- Named-object pointing data
• • • • • • •
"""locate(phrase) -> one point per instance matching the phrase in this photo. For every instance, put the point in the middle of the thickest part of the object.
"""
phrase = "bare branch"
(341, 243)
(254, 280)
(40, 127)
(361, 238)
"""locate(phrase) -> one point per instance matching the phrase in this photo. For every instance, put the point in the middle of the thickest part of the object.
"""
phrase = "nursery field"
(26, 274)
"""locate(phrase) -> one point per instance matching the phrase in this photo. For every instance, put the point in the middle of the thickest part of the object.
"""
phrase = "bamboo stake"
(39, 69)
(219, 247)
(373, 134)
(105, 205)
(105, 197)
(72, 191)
• • • • • • •
Could you lay out every line of the data above as a Markdown table with the columns "No." and "Text", numbering the rows and leaving out any blank lines?

- IN RESPONSE
| No. | Text |
|---|---|
| 1 | """locate(phrase) -> one point per instance matching the phrase in this photo. For every instance, put the point in the middle of the thickest part of the object. |
| 2 | """ |
| 3 | phrase = "bare branch" |
| 4 | (341, 243) |
| 5 | (254, 280) |
| 6 | (40, 127) |
| 7 | (361, 238) |
| 8 | """locate(phrase) -> one point per instance matching the phrase in this photo. For every instance, put the point in the middle of the thickest part of the object. |
| 9 | """ |
| 10 | phrase = "nursery field" |
| 11 | (26, 274) |
| 12 | """locate(phrase) -> one point per instance matching the phrase in this photo. For every instance, put the point in the middle of the thickest part of the object. |
| 13 | """ |
| 14 | phrase = "bamboo stake" |
| 15 | (39, 69) |
| 16 | (219, 247) |
| 17 | (373, 134) |
| 18 | (105, 205) |
| 19 | (105, 197) |
| 20 | (72, 191) |